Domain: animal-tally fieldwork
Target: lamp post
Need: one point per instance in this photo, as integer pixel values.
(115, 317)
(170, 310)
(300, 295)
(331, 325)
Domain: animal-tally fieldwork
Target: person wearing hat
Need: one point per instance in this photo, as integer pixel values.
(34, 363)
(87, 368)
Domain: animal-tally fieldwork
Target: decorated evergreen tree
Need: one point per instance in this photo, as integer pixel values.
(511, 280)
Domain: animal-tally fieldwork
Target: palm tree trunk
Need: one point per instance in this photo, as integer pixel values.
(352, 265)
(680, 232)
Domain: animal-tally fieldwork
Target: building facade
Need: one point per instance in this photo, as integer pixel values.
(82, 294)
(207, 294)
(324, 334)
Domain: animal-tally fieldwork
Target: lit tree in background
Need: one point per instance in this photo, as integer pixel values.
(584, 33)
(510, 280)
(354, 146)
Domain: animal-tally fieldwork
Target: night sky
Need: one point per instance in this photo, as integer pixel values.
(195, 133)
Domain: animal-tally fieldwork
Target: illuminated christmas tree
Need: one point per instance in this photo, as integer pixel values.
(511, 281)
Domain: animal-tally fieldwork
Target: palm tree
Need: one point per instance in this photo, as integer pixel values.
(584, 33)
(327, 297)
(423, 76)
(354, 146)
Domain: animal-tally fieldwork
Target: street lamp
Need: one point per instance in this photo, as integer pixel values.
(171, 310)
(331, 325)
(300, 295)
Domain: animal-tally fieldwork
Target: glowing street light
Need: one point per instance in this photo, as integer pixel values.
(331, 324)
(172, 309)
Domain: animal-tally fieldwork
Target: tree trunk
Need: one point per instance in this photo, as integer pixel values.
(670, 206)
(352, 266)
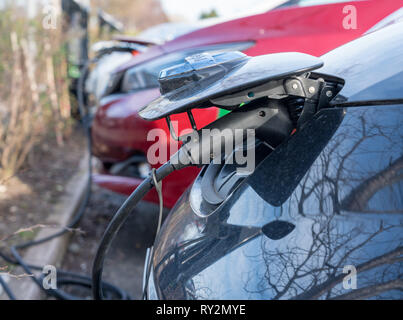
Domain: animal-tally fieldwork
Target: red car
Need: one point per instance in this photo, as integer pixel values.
(120, 135)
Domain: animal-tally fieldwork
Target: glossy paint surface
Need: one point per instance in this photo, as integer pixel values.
(313, 30)
(338, 182)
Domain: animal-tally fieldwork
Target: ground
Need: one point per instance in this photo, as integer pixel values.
(27, 199)
(125, 262)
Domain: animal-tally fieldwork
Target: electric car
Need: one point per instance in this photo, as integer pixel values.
(120, 135)
(321, 215)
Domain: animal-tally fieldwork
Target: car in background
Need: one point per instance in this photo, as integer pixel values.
(120, 135)
(320, 217)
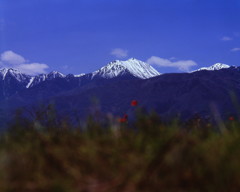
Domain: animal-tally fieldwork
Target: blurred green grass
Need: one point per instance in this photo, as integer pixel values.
(146, 155)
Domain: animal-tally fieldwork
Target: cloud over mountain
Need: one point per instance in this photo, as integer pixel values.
(10, 59)
(182, 65)
(119, 53)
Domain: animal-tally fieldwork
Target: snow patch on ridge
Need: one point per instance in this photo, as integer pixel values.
(214, 67)
(133, 66)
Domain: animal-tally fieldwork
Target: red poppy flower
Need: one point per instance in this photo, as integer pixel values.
(122, 120)
(134, 103)
(231, 118)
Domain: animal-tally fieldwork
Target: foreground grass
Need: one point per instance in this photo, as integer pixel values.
(147, 156)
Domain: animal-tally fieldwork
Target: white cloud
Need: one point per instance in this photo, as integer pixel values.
(9, 59)
(235, 49)
(12, 58)
(183, 65)
(33, 68)
(119, 53)
(226, 38)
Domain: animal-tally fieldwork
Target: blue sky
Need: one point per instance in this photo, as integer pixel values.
(80, 36)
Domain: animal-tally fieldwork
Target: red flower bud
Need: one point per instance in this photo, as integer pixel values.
(231, 118)
(134, 103)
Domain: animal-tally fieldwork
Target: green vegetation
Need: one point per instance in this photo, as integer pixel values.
(149, 155)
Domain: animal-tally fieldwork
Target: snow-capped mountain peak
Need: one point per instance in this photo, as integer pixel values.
(80, 75)
(55, 74)
(214, 67)
(132, 66)
(3, 73)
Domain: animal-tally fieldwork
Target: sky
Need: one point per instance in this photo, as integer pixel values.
(81, 36)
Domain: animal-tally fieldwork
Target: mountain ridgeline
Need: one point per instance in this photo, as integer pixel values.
(208, 91)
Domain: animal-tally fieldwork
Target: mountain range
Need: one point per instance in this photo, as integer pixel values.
☆ ☆ ☆ ☆
**Exercise details:**
Write out again, exactly, the lines from the one holding "Target: snow-capped mountain peak" through the end of the listing, with both ends included.

**Response:**
Target: snow-capped mountain peak
Need: one point per instance in this photo, as integer pixel values.
(80, 75)
(55, 74)
(214, 67)
(132, 66)
(3, 73)
Domain: animal-tally fieldwork
Target: sky
Need: one point per instance in this photo, as integer pixel values.
(81, 36)
Domain: animal-tally fieldwork
Target: mountain ridgeline
Need: one point per instance in this photo, as integer pixel values.
(208, 91)
Domain: animal-tally fieldwork
Target: mountain range
Need: one point per instance in this photo, as integer pixel values.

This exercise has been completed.